**WHAT TO PRODUCE**
Lines from the one containing "Target: orange sky" through the last one in the data below: write them out word for word, and only them.

Image point grounding data
————

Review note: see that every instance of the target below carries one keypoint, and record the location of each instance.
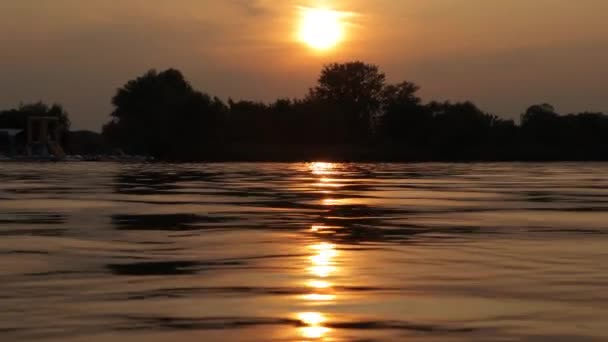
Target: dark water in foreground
(304, 252)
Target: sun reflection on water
(322, 168)
(322, 267)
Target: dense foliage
(352, 113)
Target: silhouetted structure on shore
(33, 130)
(351, 114)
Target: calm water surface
(303, 252)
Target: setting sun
(321, 29)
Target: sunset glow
(321, 28)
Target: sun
(321, 28)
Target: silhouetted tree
(17, 118)
(541, 124)
(404, 118)
(353, 94)
(160, 114)
(459, 126)
(350, 114)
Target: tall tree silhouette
(404, 117)
(160, 114)
(353, 91)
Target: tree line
(352, 113)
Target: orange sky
(502, 54)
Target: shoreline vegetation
(351, 114)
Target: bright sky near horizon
(502, 54)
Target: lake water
(303, 252)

————

**REPLY TO THE TASK**
Target: orange sky
(502, 54)
Target: shoreline vegetation
(351, 114)
Target: bright sky near horizon
(502, 54)
Target: lake water
(303, 252)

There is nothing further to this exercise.